Provided text >>
---------------
Surprise! Study shows brains enjoy the unexpected

By Kathi Ovnic


Most people love surprises, and scientists at Emory and the Baylor University College of Medicine may have discovered why some people actually crave the unexpected.

Through a unique collaboration between Gregory Berns in Emory’s functional neuroimaging group and Read Montague at Baylor’s Center for Theoretical Neuroscience, scientists are beginning to reveal the biological basis of the human attraction to surprising events. Sam McClure, a Baylor doctoral candidate, also contributed to the study, published in the April 15 issue of the Journal of Neuroscience.

The scientists used functional magnetic resonance imaging to measure changes in human brain activity in response to a sequence of pleasurable stimuli, (in this case, fruit juice and water).
In the study, a computer-controlled device squirted fruit juice and water into the mouths of research participants in either predictable or random patterns.

“Until recently, scientists assumed that the neural reward pathways, which act as high-speed Internet connections to the pleasure centers of the brain, responded to what people like,” Montague said.

“However, when we tested this idea in brain-scanning experiments, we found the reward pathways responded much more strongly to the unexpectedness of stimuli instead of their pleasurable effects.”
Study subjects were told nothing about what would take place.
---------------
Given information >>
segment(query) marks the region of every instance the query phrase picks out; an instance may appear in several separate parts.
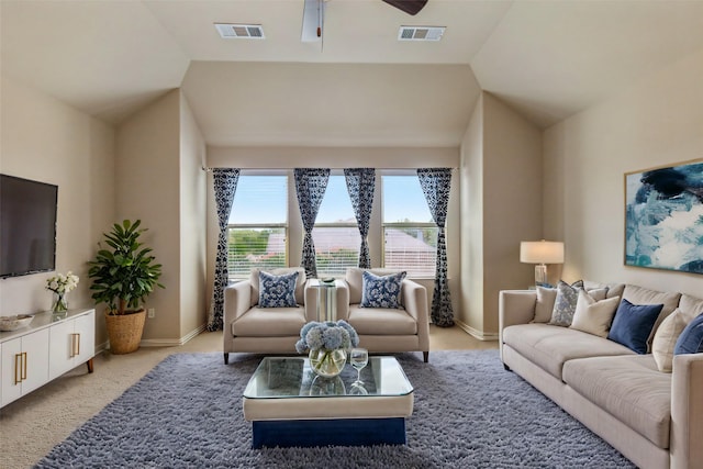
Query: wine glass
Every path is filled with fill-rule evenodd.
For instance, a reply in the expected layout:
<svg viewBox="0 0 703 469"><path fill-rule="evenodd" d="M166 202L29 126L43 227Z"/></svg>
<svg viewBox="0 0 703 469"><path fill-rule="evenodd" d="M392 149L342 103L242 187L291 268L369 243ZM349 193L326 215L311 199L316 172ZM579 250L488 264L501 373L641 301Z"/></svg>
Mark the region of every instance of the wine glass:
<svg viewBox="0 0 703 469"><path fill-rule="evenodd" d="M364 384L364 381L361 381L361 370L369 362L369 350L366 348L353 348L349 362L356 368L356 381L354 382Z"/></svg>

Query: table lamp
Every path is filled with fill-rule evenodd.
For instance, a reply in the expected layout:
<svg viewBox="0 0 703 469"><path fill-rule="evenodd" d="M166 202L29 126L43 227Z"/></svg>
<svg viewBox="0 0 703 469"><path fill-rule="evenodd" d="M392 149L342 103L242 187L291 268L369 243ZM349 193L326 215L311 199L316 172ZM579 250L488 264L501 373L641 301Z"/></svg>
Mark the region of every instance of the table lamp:
<svg viewBox="0 0 703 469"><path fill-rule="evenodd" d="M547 282L547 264L563 264L563 243L554 241L523 241L520 243L520 261L536 264L535 284Z"/></svg>

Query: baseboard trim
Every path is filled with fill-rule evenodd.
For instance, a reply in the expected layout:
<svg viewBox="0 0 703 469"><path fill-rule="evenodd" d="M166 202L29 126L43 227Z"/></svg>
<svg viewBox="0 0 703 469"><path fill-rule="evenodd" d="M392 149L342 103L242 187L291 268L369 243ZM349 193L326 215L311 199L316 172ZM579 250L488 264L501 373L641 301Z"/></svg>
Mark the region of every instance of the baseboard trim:
<svg viewBox="0 0 703 469"><path fill-rule="evenodd" d="M458 325L461 330L464 330L467 334L469 334L471 337L478 338L479 340L498 340L498 334L495 333L491 333L491 334L487 334L483 331L479 331L475 327L471 327L470 325L455 319L454 322L456 323L456 325Z"/></svg>
<svg viewBox="0 0 703 469"><path fill-rule="evenodd" d="M202 324L200 327L194 328L180 338L143 338L142 342L140 342L140 347L172 347L183 345L204 330L205 324Z"/></svg>

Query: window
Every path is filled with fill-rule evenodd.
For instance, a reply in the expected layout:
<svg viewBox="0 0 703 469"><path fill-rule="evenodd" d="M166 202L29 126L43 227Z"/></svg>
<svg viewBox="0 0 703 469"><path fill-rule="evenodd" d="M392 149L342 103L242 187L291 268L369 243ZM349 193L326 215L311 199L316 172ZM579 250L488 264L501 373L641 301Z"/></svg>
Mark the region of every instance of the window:
<svg viewBox="0 0 703 469"><path fill-rule="evenodd" d="M344 175L330 175L312 241L315 243L317 277L344 277L348 267L358 266L361 235Z"/></svg>
<svg viewBox="0 0 703 469"><path fill-rule="evenodd" d="M230 280L254 267L286 267L287 235L288 176L241 174L227 230Z"/></svg>
<svg viewBox="0 0 703 469"><path fill-rule="evenodd" d="M381 176L383 267L409 277L434 278L437 224L433 221L415 171Z"/></svg>

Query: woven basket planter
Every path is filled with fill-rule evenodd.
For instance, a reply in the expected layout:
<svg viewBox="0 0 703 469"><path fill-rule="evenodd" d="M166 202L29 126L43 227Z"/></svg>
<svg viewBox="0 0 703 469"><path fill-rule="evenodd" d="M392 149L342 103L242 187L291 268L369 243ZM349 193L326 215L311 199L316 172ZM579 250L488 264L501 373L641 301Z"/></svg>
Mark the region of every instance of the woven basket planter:
<svg viewBox="0 0 703 469"><path fill-rule="evenodd" d="M116 316L105 312L110 351L114 355L124 355L137 350L140 342L142 342L145 321L146 311L144 309Z"/></svg>

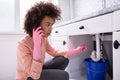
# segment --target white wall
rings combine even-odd
[[[15,80],[16,46],[22,36],[0,34],[0,80]]]

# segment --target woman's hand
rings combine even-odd
[[[36,30],[33,29],[33,42],[34,42],[33,59],[37,61],[40,61],[41,59],[42,37],[43,30],[41,27],[38,27]]]

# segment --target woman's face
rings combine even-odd
[[[45,37],[48,37],[52,31],[52,25],[54,24],[55,20],[49,16],[45,16],[41,22],[41,27],[44,31]]]

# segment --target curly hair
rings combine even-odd
[[[54,20],[59,20],[61,19],[60,13],[60,8],[50,2],[37,2],[25,15],[25,32],[32,37],[32,30],[40,26],[45,16],[49,16]]]

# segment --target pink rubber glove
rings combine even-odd
[[[81,45],[81,46],[78,46],[76,49],[72,49],[72,50],[69,50],[67,53],[68,53],[68,57],[72,57],[78,53],[82,53],[84,51],[86,51],[86,46],[85,45]]]
[[[41,58],[42,36],[43,30],[41,27],[38,27],[36,30],[33,29],[33,42],[34,42],[33,59],[35,60],[40,60]]]

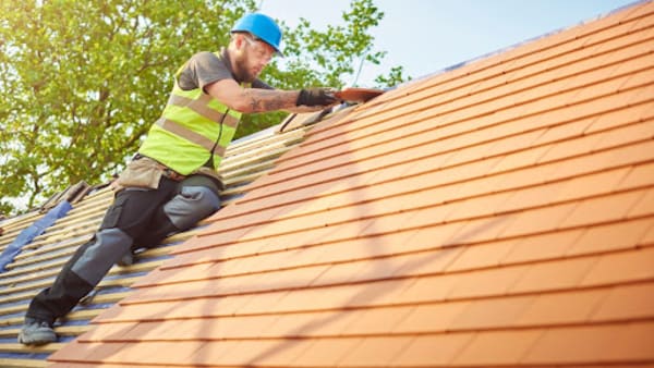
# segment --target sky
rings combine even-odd
[[[565,29],[634,0],[373,0],[384,12],[372,29],[374,49],[387,54],[379,65],[364,63],[359,79],[372,87],[379,74],[402,65],[413,78]],[[350,0],[258,0],[259,11],[293,27],[300,17],[316,29],[342,24]],[[283,41],[282,41],[283,48]],[[356,65],[355,70],[359,68]]]

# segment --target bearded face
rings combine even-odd
[[[241,82],[254,82],[275,56],[275,49],[247,34],[239,36],[240,48],[234,56],[233,73]]]

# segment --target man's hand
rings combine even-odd
[[[336,102],[331,88],[307,88],[301,89],[296,106],[330,106]]]

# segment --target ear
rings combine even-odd
[[[243,37],[245,37],[243,34],[234,35],[234,42],[237,46],[237,50],[240,50],[241,48],[243,48],[243,44],[245,44],[245,40],[243,39]]]

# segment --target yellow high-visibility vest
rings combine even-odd
[[[214,169],[218,170],[242,113],[229,109],[202,88],[180,88],[177,79],[184,66],[175,73],[164,113],[150,127],[138,152],[189,175],[209,161],[211,155]]]

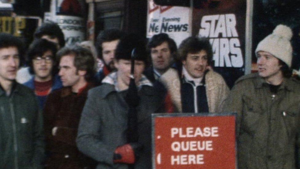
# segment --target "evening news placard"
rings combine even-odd
[[[152,120],[154,168],[235,168],[234,114],[161,114]]]
[[[177,46],[191,35],[191,11],[190,8],[156,5],[148,0],[147,37],[165,33],[174,39]]]

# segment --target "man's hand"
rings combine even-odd
[[[139,157],[142,145],[138,143],[129,143],[118,147],[115,151],[113,162],[115,163],[132,164]]]

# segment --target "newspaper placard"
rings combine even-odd
[[[160,33],[168,34],[178,46],[191,35],[189,8],[160,6],[148,2],[147,38]]]

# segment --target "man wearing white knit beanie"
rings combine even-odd
[[[238,79],[226,100],[224,111],[237,113],[239,168],[299,167],[300,82],[291,77],[292,35],[281,25],[261,41],[258,72]]]

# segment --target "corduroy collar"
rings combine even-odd
[[[294,88],[291,83],[292,80],[290,79],[290,78],[284,78],[282,82],[278,89],[284,89],[289,91],[293,91]],[[268,84],[263,78],[258,76],[255,81],[255,85],[256,88],[259,89],[262,88],[263,86],[267,85]]]

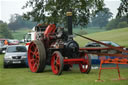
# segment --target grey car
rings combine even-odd
[[[6,49],[4,56],[4,68],[15,64],[26,64],[27,49],[23,45],[11,45]]]

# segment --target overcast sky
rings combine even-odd
[[[21,9],[28,0],[0,0],[0,20],[9,22],[12,14],[20,14],[30,9]],[[106,7],[110,8],[110,11],[114,14],[117,13],[117,8],[120,5],[120,0],[105,0]]]

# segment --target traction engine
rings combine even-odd
[[[46,65],[51,65],[52,72],[60,75],[78,64],[82,73],[91,70],[91,59],[73,40],[72,12],[67,12],[68,32],[64,28],[50,24],[38,40],[30,43],[28,48],[28,64],[32,72],[43,72]]]

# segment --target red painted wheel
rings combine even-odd
[[[32,72],[43,72],[46,62],[46,51],[42,41],[32,41],[28,48],[28,64]]]
[[[85,55],[86,62],[80,63],[79,68],[82,73],[88,74],[91,71],[91,56]]]
[[[59,51],[55,51],[52,55],[51,68],[55,75],[61,75],[63,70],[63,56]]]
---------------
Exercise set >>
A. Print the portion of the article on how brains respond to surprise that opens with the words containing "Through a unique" and closes with "or random patterns.".
B. Proceed with the article about the brain study on unexpected events from the point where it stops.
The entries come from a source separate from the article.

Answers >>
A.
Through a unique collaboration between Gregory Berns in Emory’s functional neuroimaging group and Read Montague at Baylor’s Center for Theoretical Neuroscience, scientists are beginning to reveal the biological basis of the human attraction to surprising events. Sam McClure, a Baylor doctoral candidate, also contributed to the study, published in the April 15 issue of the Journal of Neuroscience.

The scientists used functional magnetic resonance imaging to measure changes in human brain activity in response to a sequence of pleasurable stimuli, (in this case, fruit juice and water).
In the study, a computer-controlled device squirted fruit juice and water into the mouths of research participants in either predictable or random patterns.

B.
As a result, the brain was a clean slate, allowing scientists to see clearly which area of the brain was registering activity. The area of the brain called the nucleus accumbens, which scientists previously have identified as a pleasure center of the brain, recorded a particularly strong response to the unexpectedness of a sequence of stimuli.

“We find that so-called pleasure centers in the brain do not react equally to any pleasurable substance, but instead react more strongly when the pleasures are unexpected,” Berns said. “This means that the brain finds unexpected pleasures more rewarding than expected ones, and it may have little to do with what people say they like.”

Both Berns and Montague think their work may provide a better understanding of addictive diseases and disorders of decision-making in humans.

They believe the new findings may help clarify the neural pathways involved in addiction to drugs such as heroin and cocaine, which are known to disrupt the normal function of the nucleus accumbens.

Other addictive disorders, such as gambling, also appear to influence this same brain pathway.